§ **WHAT YOU NEED TO DO**: Please write out the entries starting with the line "TARGET = player's blue sock" and going on through the end of the entries, substituting "extended arm" for "outstretched arm" and leaving everything else unchanged.

____ RECORDS SHOWN

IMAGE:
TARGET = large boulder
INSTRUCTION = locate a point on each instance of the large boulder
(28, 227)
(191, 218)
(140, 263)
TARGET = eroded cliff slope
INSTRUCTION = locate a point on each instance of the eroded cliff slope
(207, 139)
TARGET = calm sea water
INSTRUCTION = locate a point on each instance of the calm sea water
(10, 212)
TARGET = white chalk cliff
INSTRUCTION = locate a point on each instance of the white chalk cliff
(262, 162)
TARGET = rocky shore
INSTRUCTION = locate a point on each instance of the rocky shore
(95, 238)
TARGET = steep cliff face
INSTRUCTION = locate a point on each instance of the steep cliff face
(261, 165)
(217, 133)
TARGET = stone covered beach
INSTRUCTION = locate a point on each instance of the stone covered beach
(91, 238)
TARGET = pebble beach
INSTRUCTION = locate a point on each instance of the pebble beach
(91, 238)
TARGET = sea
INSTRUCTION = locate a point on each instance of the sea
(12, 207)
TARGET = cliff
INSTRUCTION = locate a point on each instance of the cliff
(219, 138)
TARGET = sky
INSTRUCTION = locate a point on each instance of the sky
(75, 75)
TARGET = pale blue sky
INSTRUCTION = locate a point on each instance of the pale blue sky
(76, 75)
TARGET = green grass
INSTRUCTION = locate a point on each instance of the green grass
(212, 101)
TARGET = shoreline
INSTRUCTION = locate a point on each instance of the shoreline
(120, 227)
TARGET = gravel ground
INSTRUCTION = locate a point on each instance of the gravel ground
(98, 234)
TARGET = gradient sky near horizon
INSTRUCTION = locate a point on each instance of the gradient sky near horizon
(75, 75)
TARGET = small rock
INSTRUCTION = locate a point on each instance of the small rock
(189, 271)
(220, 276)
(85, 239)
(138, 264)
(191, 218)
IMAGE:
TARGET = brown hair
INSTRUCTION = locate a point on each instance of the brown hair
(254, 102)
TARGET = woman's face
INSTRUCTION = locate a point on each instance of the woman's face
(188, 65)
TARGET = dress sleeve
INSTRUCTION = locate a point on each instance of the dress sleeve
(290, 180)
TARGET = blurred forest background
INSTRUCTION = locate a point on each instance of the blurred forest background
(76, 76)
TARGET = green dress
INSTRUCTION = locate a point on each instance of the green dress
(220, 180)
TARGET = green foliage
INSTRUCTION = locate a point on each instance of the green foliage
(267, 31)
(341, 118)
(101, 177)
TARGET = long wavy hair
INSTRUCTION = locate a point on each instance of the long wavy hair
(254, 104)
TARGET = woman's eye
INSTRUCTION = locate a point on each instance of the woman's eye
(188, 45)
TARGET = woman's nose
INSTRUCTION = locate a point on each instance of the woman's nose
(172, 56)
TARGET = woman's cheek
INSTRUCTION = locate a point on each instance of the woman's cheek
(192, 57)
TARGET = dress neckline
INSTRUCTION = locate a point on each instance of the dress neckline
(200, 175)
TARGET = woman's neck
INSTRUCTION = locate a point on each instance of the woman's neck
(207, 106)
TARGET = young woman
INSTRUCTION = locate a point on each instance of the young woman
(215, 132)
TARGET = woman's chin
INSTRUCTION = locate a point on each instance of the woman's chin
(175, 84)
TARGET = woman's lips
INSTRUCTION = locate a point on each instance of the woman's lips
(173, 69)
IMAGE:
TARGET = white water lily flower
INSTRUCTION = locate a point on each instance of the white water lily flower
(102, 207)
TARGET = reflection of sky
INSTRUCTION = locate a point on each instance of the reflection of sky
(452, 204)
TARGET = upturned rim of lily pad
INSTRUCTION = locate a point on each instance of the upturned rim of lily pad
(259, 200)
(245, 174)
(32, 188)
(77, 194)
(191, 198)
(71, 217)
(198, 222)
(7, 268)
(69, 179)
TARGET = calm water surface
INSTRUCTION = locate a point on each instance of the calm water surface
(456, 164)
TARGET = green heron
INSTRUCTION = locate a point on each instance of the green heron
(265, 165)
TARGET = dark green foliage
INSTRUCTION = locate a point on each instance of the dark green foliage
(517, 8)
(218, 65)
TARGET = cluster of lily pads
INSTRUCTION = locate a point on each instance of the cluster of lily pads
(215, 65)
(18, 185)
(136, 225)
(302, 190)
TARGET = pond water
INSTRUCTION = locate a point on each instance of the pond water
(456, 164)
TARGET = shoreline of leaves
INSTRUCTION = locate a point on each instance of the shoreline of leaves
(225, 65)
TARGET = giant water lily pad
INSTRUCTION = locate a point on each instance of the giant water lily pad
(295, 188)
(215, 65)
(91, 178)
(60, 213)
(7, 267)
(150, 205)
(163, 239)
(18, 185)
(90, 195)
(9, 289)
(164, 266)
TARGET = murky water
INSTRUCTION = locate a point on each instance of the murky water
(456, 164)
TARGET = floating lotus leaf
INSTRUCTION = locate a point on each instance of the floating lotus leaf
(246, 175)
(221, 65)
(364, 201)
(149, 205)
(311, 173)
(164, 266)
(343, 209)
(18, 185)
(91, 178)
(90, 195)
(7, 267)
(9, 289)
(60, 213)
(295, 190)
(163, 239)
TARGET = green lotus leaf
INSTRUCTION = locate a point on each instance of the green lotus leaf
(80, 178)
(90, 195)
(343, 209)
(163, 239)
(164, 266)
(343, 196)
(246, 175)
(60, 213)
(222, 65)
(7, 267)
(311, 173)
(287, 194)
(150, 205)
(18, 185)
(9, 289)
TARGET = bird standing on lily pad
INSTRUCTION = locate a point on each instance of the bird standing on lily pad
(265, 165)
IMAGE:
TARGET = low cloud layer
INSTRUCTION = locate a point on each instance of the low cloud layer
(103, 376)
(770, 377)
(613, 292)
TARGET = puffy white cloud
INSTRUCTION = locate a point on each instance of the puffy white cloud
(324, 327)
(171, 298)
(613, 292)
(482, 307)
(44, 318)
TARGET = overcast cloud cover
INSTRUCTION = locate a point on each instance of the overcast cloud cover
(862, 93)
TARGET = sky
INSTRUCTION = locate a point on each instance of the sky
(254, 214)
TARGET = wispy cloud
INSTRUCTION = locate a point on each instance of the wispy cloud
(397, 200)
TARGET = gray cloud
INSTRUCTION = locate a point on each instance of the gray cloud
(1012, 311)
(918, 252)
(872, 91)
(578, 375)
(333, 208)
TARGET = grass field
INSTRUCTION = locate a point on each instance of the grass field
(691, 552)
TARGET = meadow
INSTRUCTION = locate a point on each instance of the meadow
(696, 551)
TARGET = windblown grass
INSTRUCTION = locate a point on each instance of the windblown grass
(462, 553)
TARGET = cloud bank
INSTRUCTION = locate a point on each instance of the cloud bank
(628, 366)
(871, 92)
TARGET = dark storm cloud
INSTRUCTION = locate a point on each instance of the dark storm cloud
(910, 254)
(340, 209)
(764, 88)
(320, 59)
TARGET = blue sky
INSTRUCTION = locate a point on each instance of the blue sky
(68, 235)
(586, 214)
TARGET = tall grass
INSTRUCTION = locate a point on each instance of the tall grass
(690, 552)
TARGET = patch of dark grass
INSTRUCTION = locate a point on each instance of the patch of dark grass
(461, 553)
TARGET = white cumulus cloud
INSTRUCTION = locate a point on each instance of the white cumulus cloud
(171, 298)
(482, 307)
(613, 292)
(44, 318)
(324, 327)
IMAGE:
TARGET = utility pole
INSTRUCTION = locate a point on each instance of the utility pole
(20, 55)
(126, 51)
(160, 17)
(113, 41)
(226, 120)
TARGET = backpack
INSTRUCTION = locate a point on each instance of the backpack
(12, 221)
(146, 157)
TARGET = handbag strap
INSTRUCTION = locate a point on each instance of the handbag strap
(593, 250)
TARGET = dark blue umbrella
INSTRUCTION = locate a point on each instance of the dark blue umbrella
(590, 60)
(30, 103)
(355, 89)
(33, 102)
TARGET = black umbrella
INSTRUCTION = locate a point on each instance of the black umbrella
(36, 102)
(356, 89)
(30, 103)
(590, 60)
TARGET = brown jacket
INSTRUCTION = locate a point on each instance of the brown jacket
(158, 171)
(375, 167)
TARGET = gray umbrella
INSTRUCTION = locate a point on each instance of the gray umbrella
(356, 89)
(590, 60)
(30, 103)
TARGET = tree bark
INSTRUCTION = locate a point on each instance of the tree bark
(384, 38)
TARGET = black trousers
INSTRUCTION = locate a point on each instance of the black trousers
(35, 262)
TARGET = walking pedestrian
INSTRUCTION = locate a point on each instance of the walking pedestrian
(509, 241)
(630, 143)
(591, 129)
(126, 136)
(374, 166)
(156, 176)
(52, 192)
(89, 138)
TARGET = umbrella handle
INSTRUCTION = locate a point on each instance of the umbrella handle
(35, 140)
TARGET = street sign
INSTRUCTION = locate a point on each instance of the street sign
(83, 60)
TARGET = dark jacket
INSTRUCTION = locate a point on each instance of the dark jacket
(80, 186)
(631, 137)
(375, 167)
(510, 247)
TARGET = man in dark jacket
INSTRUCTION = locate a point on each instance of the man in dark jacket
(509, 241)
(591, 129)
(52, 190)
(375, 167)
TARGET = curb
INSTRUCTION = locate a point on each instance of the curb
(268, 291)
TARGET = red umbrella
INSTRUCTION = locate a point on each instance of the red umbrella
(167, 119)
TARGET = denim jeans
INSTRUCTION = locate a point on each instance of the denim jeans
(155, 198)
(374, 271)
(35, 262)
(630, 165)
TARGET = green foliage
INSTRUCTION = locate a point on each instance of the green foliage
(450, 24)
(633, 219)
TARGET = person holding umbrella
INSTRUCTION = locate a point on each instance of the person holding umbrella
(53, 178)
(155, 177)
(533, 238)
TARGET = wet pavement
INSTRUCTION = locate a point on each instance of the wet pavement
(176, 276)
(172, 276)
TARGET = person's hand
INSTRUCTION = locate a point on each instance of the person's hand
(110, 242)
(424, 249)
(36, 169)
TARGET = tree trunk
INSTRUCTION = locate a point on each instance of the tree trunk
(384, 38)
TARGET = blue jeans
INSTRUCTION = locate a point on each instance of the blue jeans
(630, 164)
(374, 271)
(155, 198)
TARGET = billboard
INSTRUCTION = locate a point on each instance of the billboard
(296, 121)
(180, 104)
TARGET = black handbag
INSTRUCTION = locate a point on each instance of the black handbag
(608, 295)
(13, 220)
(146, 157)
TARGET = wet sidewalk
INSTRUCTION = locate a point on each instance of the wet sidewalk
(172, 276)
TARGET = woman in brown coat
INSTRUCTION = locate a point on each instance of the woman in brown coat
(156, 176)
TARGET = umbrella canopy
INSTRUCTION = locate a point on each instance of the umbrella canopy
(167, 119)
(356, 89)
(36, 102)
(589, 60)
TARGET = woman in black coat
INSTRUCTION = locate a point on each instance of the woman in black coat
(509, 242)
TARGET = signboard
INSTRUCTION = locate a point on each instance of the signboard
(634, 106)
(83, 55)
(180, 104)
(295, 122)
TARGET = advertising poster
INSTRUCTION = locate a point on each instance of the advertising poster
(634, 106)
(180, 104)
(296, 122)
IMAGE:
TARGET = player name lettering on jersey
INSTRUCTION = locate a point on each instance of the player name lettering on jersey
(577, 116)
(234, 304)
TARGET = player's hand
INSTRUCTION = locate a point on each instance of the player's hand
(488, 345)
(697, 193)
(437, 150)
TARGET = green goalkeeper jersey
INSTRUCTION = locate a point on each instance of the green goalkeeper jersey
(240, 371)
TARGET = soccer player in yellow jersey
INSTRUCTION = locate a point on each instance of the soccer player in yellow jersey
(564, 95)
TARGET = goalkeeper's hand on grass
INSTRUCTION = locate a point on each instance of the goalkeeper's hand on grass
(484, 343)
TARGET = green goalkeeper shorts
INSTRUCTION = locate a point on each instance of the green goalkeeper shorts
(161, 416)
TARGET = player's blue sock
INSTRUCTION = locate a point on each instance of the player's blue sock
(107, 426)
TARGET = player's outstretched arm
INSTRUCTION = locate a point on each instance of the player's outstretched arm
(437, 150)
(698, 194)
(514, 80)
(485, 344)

________

§ **EXERCISE ANSWER**:
TARGET = player's blue sock
INSTRUCTION = locate a point on each instance of the player's blue sock
(107, 426)
TARGET = player's extended arm
INSTRUCTION = locate a point on each instance of the player's extended arm
(437, 150)
(698, 194)
(514, 80)
(485, 344)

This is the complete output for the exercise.